### LIST OF TASKS
• a. Duplicate the code review comment word for word, from "ldionne added inline" up to and including "to a pointer.".
• b. Pick up the code review comment on the copy and move refactor after its final sentence and keep writing.

### PAGE EXTRACT

-- Start --

[libcxx-commits] [PATCH] D130695: [libc++][ranges]Refactor `copy{, _backward}` and `move{, _backward}`

Fri Sep 9 06:56:07 PDT 2022

ldionne added inline comments.

================
Comment at: libcxx/include/__algorithm/copy_move_common.h:54-87
+// Wrapper functors with SFINAE.
+
+struct __copy_trivial {
+  // At this point, the iterators have been unwrapped so any `contiguous_iterator` has been unwrapped to a pointer.
+  template <class _In, class _Out, __enable_if_t< is_trivially_assignable<_Out&, _In&>::value, int > = 0>
+  _LIBCPP_HIDE_FROM_ABI _LIBCPP_CONSTEXPR_SINCE_CXX14 pair<_In*, _Out*>
+  operator()(_In* __first, _In* __last, _Out* __result) const {
----------------
IMO those should be defined in `copy.h`, `move.h`, `copy_backward.h` and `move_backward.h` instead.

-- End --

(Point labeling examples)

-- Start --

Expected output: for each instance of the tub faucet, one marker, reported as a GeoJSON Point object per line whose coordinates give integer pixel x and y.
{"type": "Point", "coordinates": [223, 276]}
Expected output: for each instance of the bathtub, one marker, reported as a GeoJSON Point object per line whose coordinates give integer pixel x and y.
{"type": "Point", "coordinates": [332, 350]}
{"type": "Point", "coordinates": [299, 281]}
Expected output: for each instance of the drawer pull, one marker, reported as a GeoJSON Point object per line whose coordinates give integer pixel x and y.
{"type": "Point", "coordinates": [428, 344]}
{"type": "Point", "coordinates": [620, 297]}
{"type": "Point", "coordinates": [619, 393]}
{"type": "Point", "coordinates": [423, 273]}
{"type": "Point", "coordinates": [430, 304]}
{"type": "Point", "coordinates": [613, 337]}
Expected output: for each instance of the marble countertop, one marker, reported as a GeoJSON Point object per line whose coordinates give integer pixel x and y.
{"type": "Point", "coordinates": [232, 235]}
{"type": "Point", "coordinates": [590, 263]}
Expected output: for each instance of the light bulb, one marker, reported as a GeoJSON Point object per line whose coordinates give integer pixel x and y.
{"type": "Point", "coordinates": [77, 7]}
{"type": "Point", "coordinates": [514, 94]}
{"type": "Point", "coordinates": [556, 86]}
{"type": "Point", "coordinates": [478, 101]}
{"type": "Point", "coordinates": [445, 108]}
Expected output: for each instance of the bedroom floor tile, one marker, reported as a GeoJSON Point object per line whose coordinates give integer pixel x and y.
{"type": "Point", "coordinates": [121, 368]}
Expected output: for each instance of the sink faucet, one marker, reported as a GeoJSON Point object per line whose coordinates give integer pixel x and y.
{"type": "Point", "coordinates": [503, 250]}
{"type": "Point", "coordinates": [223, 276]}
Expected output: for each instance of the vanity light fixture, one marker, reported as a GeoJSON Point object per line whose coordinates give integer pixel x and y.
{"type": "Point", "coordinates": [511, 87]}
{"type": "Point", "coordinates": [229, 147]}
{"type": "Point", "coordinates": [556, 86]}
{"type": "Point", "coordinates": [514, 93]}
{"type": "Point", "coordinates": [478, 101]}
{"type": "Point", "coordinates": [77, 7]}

-- End --

### RESPONSE LIST
• a.
ldionne added inline comments.

================
Comment at: libcxx/include/__algorithm/copy_move_common.h:54-87
+// Wrapper functors with SFINAE.
+
+struct __copy_trivial {
+  // At this point, the iterators have been unwrapped so any `contiguous_iterator` has been unwrapped to a pointer.

• b.
================
Comment at: libcxx/include/__algorithm/copy_move_common.h:34
+  const size_t __n = static_cast<size_t>(__last - __first);
+  std::memmove(__result, __first, __n * sizeof(_Out));
+
----------------
var-const wrote:
> philnik wrote:
> > var-const wrote:
> > > philnik wrote:
> > > > ldionne wrote:
> > > > > philnik wrote:
> > > > > > Why did you get rid of calling `__builtin_memmove` during constant evaluation?
> > > > > GCC didn't support it, which added a bunch of complexity. So now what we do instead is unwrap the iterators and use the loop version when we're inside constant evaluation. The performance during constant evaluation is less of a concern than performance at runtime.
> > > > AFAICT the only complexity added by GCC not supporting it is an extra `#ifndef _LIBCPP_COMPILER_GCC`. How does calling `__builtin_memmove` result in worse runtime performance? IMO we shouldn't massively pessimize constant evaluation performance for removing a few lines of code.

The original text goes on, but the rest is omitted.